* [Tugas yang Diberikan 1] Tentukan apakah pernyataan berikut sesuai dengan teks tentang Yogyakarta di bawah, jawab ya atau tidak, lalu kutip kata-kata teks yang menentukannya: (a) Ayah penulis berasal dari Jogja. (b) Awalnya penulis mengira orang Jogja berbeda dengan orang Klaten. (c) Penjual mie ayam disebut hobi membaca.
* [Tugas yang Diberikan 2] Kumpulkan setiap baris dalam catatan di bawah yang memuat kata "building".

====== Bagian Teks

Masih
teringat betul kata ayah ketika aku memilih Yogyakarta sebagai kota tempat aku
belajar kelak, “ Jogja itu enak, orangnya ramah-ramah.” Aku pikir sama saja,
antara orang Jogja maupun orang Klaten, aku kira ayah berkata seperti itu
karena beliau juga orang asli original dari Jogja, ya pantaslah kalau beliau
agak narsis.
1 semester
berlalu…
Betul kata
ayah, atmosfer Kota Yogyakarta yang ramah dan istimewa benar-benar bisa aku
rasakan. Orang Jogja itu unik, selain ramah mereka juga suka menghabiskan
ke-selo-an waktunya untuk membaca, M-E-M-B-A-C-A! Ajaib, orang-orang sepuh,
bapak-bapak, ibu-ibu, mulai dari penjual gudeng di dekat kosan, penjual Aqua,
pak tukang becak, pak tukang ojek, ibu penjual bakso ojek, sampai pak penjual
mie ayam hobi membaca, yang paling sering aku lihat beliau-beliau ini setiap
pagi mengganyang berita di Koran.

============
====== Data yang Disediakan

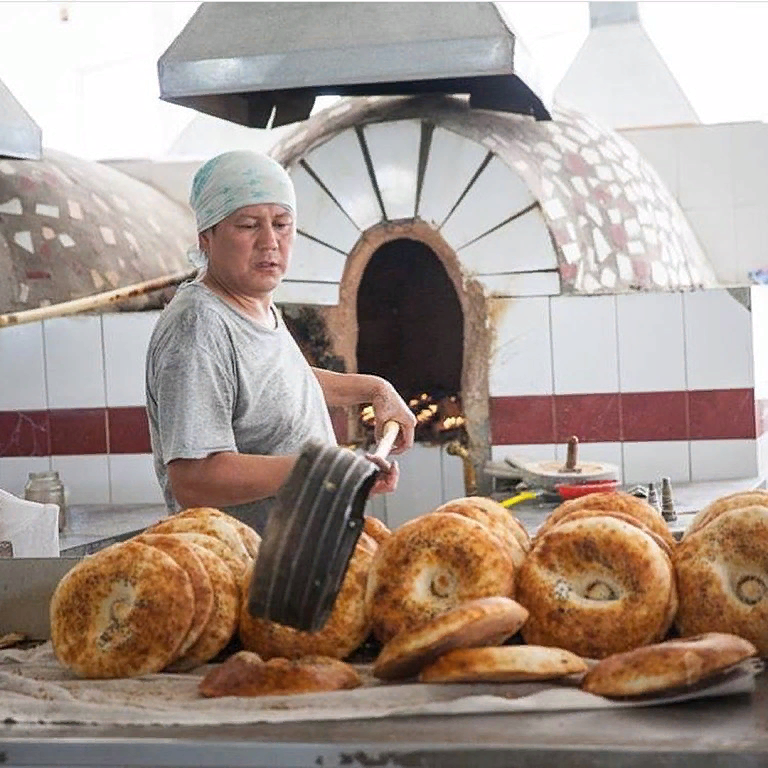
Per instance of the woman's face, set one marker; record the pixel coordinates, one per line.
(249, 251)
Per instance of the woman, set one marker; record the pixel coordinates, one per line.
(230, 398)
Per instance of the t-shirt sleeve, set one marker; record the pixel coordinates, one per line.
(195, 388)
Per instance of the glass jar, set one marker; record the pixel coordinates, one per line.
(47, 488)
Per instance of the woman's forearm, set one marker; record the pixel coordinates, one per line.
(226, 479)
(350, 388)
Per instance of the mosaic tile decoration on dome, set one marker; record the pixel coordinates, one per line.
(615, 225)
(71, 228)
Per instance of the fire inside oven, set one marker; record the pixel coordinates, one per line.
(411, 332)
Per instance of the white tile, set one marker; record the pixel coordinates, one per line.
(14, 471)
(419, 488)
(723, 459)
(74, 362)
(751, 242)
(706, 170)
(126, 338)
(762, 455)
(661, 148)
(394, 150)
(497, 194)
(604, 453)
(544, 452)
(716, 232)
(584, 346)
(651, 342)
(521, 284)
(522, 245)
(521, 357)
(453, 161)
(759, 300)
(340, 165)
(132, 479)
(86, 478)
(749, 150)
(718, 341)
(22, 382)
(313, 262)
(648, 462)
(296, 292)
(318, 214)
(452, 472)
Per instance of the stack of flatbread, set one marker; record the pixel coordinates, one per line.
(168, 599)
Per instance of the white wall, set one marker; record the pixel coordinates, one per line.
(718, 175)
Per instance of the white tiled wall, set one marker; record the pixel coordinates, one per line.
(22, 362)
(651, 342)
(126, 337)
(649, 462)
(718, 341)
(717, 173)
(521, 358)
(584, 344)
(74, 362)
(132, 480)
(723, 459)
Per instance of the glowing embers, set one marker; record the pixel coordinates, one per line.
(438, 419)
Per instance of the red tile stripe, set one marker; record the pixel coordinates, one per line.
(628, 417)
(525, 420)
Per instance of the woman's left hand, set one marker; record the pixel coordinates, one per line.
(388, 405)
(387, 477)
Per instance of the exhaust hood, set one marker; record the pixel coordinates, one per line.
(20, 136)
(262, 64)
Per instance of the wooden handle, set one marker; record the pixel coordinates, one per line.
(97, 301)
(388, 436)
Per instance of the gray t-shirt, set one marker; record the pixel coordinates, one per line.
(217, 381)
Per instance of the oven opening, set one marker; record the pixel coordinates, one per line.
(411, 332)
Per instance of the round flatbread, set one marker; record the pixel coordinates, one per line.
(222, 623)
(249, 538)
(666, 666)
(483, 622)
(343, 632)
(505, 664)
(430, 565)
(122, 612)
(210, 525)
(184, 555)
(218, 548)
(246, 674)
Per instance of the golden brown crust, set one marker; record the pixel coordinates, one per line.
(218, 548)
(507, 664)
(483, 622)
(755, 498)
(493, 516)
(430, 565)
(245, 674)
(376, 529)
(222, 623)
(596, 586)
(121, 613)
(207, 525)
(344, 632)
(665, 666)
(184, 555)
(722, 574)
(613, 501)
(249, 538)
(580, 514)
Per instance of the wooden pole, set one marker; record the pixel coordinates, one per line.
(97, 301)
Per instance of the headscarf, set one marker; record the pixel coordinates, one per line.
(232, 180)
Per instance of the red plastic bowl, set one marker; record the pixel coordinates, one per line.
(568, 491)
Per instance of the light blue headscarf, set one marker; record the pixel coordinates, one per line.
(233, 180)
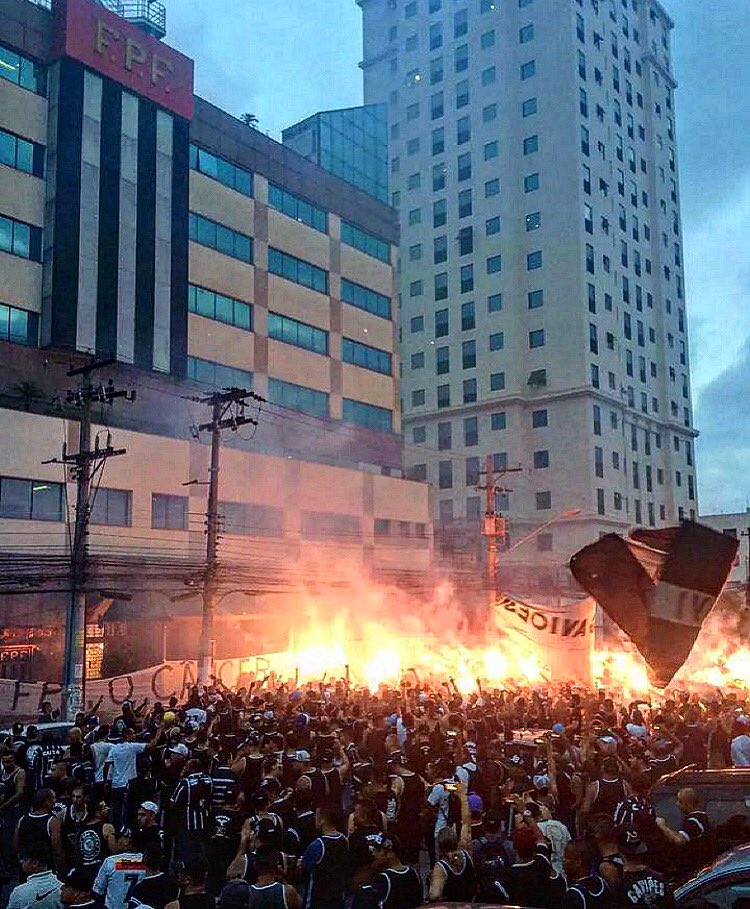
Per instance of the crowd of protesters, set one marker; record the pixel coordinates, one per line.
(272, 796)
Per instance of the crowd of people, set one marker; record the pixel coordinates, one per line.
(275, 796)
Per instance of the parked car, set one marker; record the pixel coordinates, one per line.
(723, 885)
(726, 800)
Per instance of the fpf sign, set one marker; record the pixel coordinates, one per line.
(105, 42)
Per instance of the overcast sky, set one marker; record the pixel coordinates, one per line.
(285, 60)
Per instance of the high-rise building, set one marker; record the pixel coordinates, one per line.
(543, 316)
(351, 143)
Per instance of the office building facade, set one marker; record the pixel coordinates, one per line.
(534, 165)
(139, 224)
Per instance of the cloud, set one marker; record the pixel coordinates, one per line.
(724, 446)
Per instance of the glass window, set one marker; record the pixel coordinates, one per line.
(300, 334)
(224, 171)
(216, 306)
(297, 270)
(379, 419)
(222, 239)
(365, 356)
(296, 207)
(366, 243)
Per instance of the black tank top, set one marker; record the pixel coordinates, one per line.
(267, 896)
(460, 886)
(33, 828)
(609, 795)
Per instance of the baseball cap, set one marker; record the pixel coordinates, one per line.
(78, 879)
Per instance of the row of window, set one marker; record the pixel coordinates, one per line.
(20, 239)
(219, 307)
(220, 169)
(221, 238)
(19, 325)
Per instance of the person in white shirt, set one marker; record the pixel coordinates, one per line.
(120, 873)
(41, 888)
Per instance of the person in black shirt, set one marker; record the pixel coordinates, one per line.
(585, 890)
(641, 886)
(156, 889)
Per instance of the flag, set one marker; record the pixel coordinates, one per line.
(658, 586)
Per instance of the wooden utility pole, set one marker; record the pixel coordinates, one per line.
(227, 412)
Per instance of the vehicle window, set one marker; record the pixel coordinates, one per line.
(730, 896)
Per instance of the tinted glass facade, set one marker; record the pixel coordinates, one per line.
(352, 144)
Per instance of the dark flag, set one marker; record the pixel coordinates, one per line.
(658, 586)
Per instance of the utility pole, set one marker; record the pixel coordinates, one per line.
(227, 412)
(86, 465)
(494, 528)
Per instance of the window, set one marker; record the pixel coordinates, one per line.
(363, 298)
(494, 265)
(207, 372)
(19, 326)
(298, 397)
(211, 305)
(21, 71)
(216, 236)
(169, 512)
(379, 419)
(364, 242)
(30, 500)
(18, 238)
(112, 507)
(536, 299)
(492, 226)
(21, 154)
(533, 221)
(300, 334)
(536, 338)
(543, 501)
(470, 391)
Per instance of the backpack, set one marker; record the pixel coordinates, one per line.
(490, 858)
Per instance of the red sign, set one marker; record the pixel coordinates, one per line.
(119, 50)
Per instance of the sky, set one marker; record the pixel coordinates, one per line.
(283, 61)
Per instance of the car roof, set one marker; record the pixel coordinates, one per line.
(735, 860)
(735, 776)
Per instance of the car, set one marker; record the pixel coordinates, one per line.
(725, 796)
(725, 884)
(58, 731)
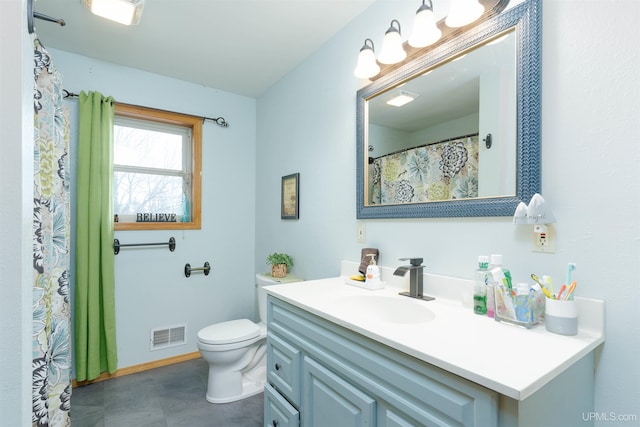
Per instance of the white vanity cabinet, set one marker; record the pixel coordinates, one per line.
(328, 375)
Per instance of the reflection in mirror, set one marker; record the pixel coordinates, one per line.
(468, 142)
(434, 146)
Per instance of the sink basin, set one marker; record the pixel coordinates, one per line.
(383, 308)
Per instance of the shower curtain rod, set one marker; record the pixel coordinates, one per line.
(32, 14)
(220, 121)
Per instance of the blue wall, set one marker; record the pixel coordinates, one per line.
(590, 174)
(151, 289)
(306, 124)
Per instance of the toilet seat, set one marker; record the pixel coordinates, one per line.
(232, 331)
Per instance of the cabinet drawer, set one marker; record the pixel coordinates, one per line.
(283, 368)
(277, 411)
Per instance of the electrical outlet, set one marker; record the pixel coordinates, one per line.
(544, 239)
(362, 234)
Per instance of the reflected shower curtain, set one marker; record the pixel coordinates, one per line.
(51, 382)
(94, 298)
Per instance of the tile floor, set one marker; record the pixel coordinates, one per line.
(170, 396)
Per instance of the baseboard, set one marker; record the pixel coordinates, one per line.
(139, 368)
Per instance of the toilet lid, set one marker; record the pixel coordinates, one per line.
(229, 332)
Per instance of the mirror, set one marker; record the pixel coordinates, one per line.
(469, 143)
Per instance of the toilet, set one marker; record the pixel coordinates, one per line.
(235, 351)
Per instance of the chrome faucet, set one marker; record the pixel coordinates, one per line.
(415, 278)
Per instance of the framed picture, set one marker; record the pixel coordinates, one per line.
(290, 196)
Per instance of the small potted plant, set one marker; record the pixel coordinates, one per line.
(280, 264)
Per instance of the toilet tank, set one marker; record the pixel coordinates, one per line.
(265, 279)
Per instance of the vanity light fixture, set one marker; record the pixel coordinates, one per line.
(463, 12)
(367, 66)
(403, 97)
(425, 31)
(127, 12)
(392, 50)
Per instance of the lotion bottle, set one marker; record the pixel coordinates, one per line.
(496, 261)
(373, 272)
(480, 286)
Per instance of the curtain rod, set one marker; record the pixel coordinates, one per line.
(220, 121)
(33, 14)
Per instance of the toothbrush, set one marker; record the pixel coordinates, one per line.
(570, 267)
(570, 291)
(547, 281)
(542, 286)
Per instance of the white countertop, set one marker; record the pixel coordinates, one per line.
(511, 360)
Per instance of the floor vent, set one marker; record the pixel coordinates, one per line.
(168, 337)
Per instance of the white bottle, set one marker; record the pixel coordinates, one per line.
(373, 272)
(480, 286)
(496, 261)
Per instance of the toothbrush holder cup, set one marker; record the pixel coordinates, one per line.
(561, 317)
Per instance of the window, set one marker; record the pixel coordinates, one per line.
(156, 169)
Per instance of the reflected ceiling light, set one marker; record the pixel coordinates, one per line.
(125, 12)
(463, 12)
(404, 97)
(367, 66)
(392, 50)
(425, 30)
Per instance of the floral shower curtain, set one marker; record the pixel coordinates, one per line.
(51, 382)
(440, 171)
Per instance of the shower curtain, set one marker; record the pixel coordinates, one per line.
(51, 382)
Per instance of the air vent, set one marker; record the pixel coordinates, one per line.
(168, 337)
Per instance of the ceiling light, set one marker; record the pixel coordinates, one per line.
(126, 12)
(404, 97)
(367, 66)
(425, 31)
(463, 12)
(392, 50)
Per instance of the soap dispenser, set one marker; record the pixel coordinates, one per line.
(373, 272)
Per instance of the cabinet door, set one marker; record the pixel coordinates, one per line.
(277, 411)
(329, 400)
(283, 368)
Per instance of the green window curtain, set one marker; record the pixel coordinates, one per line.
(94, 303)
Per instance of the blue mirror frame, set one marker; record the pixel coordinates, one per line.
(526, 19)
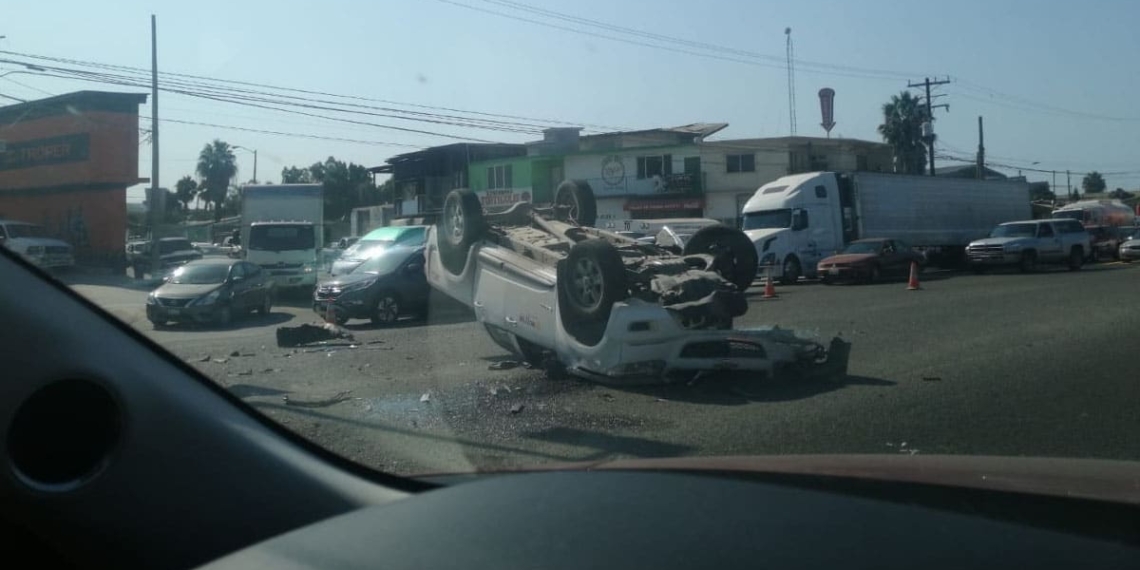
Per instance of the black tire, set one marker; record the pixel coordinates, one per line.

============

* [Keluaran Lengkap 1]
(a) Ya: "beliau juga orang asli original dari Jogja"
(b) Tidak: "Aku pikir sama saja, antara orang Jogja maupun orang Klaten"
(c) Ya: "sampai pak penjual mie ayam hobi membaca"

* [Keluaran Lengkap 2]
Per instance of the high-rise building, set one marker; record the pixel coordinates, one per line.
Per instance of the office building facade, set one marker; record the pixel coordinates, one per line.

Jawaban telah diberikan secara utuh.